[Dataset rows on where objects appear in images]
....................
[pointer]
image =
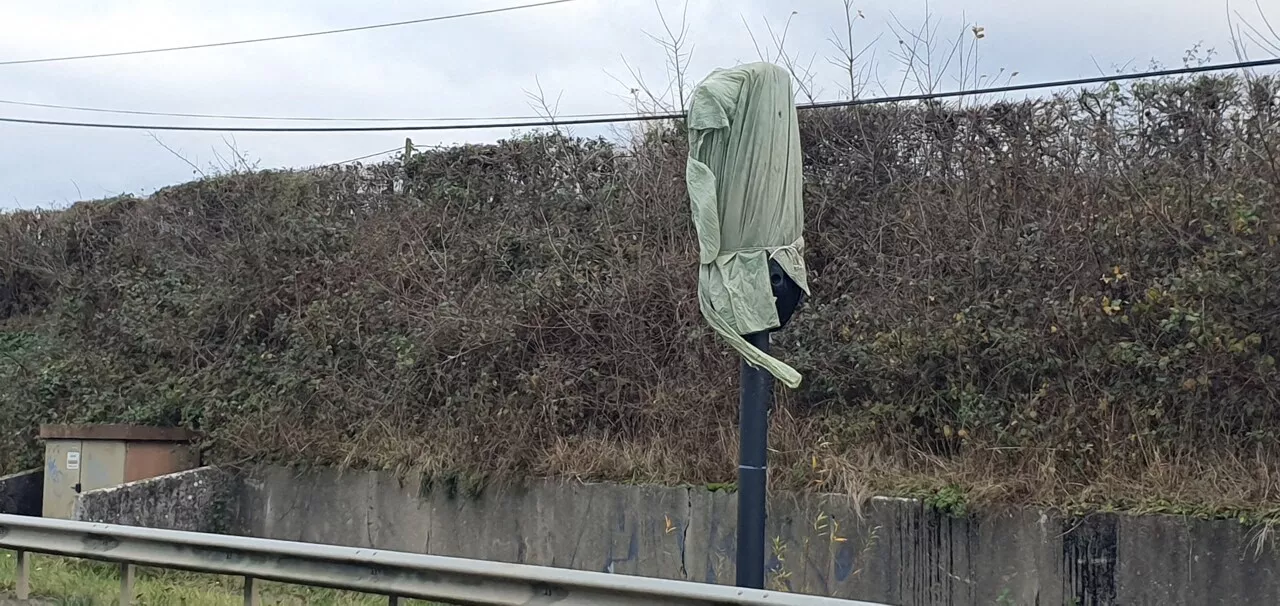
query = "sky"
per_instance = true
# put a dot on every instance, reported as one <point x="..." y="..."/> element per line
<point x="581" y="54"/>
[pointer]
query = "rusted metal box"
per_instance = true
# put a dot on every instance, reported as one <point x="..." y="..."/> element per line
<point x="87" y="458"/>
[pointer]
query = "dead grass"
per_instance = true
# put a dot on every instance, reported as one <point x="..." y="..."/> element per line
<point x="1069" y="301"/>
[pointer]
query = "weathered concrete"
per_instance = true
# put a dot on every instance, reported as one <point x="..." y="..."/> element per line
<point x="200" y="500"/>
<point x="890" y="550"/>
<point x="22" y="493"/>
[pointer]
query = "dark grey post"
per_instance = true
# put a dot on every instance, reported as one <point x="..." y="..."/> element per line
<point x="753" y="466"/>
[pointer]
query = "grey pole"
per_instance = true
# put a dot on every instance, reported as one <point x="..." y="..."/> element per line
<point x="753" y="466"/>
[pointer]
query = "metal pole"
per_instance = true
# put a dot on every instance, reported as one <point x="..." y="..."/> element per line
<point x="753" y="468"/>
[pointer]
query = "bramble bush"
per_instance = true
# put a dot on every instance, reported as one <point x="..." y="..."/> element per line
<point x="1066" y="300"/>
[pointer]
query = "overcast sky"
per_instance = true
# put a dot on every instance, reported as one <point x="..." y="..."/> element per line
<point x="474" y="67"/>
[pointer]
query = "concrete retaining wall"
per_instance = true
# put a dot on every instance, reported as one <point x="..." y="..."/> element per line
<point x="897" y="551"/>
<point x="200" y="500"/>
<point x="22" y="493"/>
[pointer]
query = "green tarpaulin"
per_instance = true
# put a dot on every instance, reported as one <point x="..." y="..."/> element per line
<point x="744" y="177"/>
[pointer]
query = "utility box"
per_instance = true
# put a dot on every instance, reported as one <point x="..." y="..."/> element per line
<point x="87" y="458"/>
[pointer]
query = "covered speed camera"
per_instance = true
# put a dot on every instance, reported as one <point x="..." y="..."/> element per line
<point x="744" y="177"/>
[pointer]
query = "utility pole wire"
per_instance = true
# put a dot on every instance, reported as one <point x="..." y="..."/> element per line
<point x="291" y="36"/>
<point x="301" y="118"/>
<point x="923" y="96"/>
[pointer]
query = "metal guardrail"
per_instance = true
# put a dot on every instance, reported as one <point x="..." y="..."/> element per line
<point x="388" y="573"/>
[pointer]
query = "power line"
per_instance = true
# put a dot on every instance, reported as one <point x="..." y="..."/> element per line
<point x="292" y="36"/>
<point x="923" y="96"/>
<point x="298" y="118"/>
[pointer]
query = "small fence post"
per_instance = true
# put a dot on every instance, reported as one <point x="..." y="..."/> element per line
<point x="22" y="568"/>
<point x="127" y="573"/>
<point x="251" y="593"/>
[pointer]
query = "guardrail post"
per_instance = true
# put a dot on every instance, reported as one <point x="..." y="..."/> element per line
<point x="127" y="572"/>
<point x="22" y="568"/>
<point x="251" y="593"/>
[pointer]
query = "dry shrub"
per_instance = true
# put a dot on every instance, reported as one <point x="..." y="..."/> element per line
<point x="1072" y="300"/>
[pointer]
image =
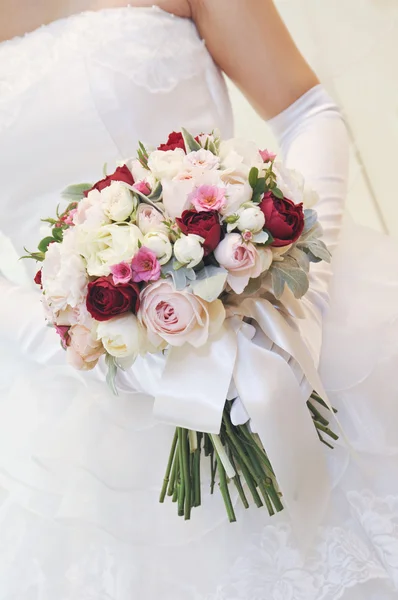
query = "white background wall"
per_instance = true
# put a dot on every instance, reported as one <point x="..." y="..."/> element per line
<point x="353" y="47"/>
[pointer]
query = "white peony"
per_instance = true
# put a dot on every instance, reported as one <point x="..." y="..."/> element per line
<point x="160" y="244"/>
<point x="150" y="219"/>
<point x="107" y="246"/>
<point x="64" y="277"/>
<point x="122" y="336"/>
<point x="90" y="211"/>
<point x="166" y="164"/>
<point x="188" y="250"/>
<point x="202" y="159"/>
<point x="251" y="218"/>
<point x="118" y="201"/>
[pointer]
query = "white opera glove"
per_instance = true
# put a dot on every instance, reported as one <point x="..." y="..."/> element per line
<point x="314" y="142"/>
....................
=== WHAT TO DO ===
Gather every line of the material above that contains the string "white", matching case exactly.

=== THE RESULT ===
query = "white background wall"
query = "white peony"
query = "white opera glove"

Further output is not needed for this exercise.